## Texte extrait

·····

Pour Jean-Michel Verneiges, délégué départemental à la musique de l’Aisne, cheville ouvrière du Festival de Laon dont la 28ème édition débute dimanche 4 septembre, une politique culturelle musicale reste d’abord une affaire de terrain et de fédération de toutes les énergies locales.
 
S’il est discret, préférant l’anonymat pour éviter tout risque d’instrumentalisation ou de personnalisation excessives du dynamisme culturel et musical du département de L’Aisne, J.-M. Verneiges, délégué départemental à la musique de l’ADAMA (Association pour le développement des activités de l’Aisne) est pourtant au cœur de la vitalité des Festivals de Saint-Michel-en-Thiérache (créé en 1987) et de Laon dont la 28ème édition se déroule du 4 septembre au 16 octobre. Si vous ne trouverez pas sa signature sur les éditos des festivals qu’il anime, c’est parce qu’il se soucie d’abord de fédérer la totalité des acteurs pour donner une cohérence d’ensemble aux actions musicales - de la pédagogie à la production et à la diffusion - du département et au-delà.

Jean-Michel Verneiges © ME Bretel
 
Contre les modes fatalistes et les pressions de toutes sortes, J.-M. Verneiges fait partie de ceux, visionnaires et humanistes pour qui il n’y a pas de développement économique sans développement culturel. Et tout de suite préciser pour balayer les objections populistes : « le volet social est aussi important que le volet musical. Il n’y a pas de fatalité d’échec culturel sur un territoire rural. Si les festivals en constituent les rendez-vous phares, ils ne doivent pas être hors-sol et isolés de leur territoire mais s’appuyer sur des initiatives pratiques, en d’autres termes investir dans la transversalité. »

·····

## Lignes de données
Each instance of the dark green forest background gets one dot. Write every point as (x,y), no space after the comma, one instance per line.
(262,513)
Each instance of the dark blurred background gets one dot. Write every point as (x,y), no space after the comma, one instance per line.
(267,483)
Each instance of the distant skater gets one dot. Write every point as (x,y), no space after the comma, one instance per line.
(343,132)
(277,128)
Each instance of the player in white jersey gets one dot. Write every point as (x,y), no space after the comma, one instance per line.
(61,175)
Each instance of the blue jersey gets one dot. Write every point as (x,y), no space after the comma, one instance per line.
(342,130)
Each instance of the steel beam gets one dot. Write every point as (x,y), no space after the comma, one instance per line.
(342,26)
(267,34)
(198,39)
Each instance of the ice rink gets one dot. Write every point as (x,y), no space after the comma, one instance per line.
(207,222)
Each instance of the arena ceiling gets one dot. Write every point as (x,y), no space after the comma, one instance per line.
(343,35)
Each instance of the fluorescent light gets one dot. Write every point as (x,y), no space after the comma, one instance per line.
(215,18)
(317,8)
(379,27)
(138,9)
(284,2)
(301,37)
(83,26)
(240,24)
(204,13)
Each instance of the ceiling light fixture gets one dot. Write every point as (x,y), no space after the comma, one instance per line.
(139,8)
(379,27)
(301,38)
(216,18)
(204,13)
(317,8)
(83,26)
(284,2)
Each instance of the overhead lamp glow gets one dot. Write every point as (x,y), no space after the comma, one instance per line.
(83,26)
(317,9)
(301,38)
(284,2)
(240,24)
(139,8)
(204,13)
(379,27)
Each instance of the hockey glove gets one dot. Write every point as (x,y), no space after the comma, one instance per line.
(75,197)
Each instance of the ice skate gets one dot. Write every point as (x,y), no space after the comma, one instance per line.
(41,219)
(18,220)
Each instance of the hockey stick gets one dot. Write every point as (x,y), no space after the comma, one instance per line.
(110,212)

·····

## Énoncé de l'exercice
D'après le texte extrait consacré à Jean-Michel Verneiges, à quelles dates se déroule la 28ème édition du Festival de Laon ?

## Réponse attendue
Du 4 septembre au 16 octobre.